### PROVIDED ENTRIES
*-*-*

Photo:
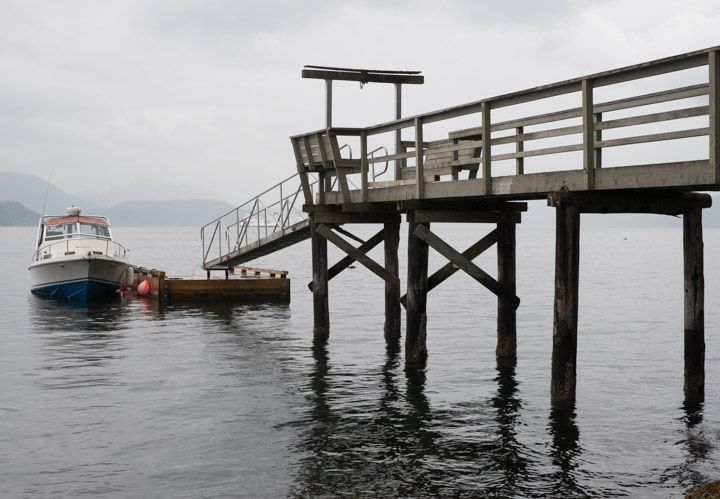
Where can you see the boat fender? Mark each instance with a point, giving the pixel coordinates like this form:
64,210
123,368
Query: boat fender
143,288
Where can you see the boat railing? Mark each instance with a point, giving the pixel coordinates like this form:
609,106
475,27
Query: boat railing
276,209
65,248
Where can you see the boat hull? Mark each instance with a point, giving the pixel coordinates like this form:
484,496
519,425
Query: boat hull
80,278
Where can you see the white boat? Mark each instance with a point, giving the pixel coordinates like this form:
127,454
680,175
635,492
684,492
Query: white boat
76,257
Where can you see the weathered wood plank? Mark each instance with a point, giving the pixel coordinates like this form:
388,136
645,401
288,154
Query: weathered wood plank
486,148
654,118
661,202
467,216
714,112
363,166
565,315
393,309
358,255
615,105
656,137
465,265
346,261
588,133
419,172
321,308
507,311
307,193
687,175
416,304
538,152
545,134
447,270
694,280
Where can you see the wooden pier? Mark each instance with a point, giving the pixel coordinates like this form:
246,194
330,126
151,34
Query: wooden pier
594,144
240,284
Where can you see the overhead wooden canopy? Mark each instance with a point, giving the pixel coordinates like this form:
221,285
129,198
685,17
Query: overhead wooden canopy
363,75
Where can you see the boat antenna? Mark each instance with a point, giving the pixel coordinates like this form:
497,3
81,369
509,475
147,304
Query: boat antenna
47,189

*-*-*

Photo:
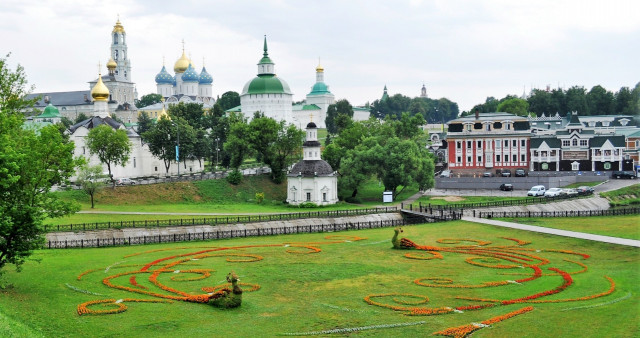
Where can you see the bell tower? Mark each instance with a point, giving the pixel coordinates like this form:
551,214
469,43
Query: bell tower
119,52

*-*-*

### WHAT YOU HAVE TO DO
Count each line of the material that includes "instance", and reply with only the count.

### RESPONSE
9